## TASK INSTRUCTIONS
In the records below, reproduce the part that opens with the line containing "Audit note: metal" and closes with the line containing "[[518, 200, 527, 289]]", requests included. Scale every bounding box coordinate in the answers by 1.35 and round to whole numbers with halves going up, leaving the requests and their format samples unchanged.

Excerpts of bounding box data:

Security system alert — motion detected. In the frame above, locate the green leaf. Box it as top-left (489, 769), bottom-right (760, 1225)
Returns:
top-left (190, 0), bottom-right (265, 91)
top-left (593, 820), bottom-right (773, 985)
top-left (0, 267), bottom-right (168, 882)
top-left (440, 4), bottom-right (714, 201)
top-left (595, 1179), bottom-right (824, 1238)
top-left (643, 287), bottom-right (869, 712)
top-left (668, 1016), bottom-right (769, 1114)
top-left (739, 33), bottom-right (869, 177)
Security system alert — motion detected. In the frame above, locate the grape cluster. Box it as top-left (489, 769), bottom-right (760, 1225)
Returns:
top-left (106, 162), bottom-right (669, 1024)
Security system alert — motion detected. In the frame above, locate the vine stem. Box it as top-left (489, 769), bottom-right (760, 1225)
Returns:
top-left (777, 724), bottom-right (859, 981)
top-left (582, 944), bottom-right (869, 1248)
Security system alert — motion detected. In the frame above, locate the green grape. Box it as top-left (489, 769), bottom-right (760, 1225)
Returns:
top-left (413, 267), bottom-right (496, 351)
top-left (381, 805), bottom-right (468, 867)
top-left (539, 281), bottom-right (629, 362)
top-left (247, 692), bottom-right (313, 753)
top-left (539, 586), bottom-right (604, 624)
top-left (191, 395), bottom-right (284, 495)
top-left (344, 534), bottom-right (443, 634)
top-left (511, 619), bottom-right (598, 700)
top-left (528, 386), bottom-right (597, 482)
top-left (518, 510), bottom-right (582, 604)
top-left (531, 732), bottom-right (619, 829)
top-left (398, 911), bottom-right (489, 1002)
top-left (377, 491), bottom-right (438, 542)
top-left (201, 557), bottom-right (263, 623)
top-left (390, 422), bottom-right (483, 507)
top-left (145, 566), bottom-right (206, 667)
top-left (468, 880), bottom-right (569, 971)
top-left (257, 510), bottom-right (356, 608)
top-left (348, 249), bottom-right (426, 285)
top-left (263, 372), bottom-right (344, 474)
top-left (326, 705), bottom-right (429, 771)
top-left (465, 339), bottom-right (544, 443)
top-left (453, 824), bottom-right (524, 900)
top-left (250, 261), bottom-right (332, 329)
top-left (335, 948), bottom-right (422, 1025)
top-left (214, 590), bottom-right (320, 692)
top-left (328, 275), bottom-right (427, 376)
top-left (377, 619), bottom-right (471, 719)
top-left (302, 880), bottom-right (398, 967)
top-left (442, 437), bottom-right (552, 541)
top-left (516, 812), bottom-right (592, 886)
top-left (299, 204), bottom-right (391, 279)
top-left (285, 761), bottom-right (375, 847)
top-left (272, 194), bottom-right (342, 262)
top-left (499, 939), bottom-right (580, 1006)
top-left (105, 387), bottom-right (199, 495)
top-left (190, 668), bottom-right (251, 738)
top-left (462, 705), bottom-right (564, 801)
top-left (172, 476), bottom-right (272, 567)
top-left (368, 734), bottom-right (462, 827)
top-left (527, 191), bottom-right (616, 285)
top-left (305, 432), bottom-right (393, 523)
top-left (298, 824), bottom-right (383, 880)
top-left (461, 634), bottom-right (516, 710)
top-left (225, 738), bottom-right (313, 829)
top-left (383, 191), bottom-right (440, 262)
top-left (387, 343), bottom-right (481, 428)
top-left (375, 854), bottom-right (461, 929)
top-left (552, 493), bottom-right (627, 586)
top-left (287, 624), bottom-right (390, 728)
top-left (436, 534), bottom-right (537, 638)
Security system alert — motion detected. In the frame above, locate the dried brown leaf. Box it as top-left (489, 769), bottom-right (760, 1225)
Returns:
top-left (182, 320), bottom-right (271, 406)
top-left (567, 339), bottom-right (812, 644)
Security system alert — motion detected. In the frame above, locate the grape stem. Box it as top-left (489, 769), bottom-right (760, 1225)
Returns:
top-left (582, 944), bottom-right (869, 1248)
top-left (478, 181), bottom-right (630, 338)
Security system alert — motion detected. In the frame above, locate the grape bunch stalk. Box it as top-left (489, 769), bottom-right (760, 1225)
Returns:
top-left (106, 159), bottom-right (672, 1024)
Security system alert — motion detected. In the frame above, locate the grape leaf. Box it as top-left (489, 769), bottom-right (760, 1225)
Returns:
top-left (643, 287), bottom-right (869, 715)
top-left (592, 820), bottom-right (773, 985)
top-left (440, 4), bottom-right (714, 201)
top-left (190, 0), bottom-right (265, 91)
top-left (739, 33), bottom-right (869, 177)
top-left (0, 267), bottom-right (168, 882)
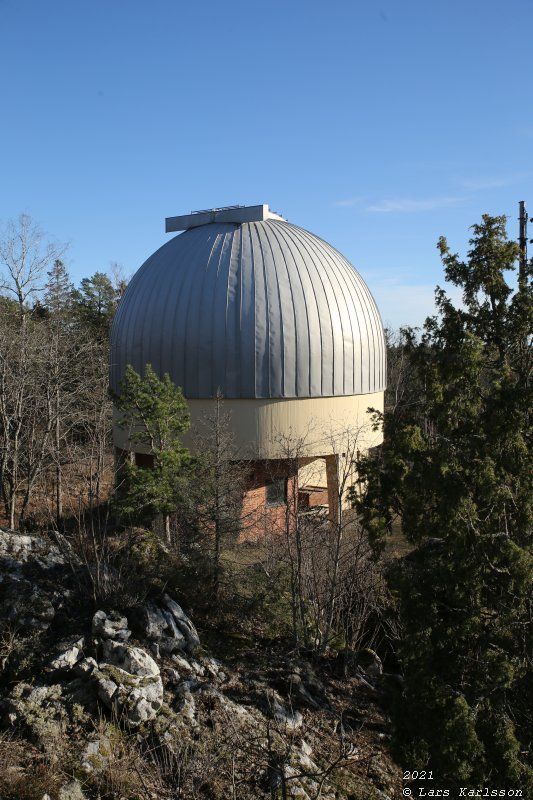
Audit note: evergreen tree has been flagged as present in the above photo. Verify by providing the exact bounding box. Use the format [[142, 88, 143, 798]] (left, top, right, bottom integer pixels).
[[114, 364, 191, 541], [72, 272, 120, 339], [359, 216, 533, 796]]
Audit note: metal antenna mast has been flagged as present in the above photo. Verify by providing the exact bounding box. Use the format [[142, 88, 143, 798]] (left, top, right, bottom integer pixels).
[[518, 200, 527, 289]]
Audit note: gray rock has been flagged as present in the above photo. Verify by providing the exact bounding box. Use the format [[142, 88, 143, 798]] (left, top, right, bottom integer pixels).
[[0, 531, 65, 569], [72, 656, 98, 678], [92, 611, 131, 641], [102, 639, 159, 677], [80, 737, 111, 775], [48, 643, 83, 670], [163, 594, 200, 650], [172, 653, 194, 673], [57, 780, 86, 800], [92, 639, 163, 726], [356, 647, 383, 678], [131, 601, 187, 655], [119, 678, 163, 725], [93, 671, 118, 708]]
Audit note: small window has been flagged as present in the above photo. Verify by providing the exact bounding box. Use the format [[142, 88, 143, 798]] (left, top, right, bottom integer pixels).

## RESULT
Audit note: metal antenna mast has been flagged as present in the above photo. Verify by providing the exact bounding box. Use the format [[142, 88, 143, 798]] (left, top, right, bottom integer pixels).
[[699, 270, 711, 390]]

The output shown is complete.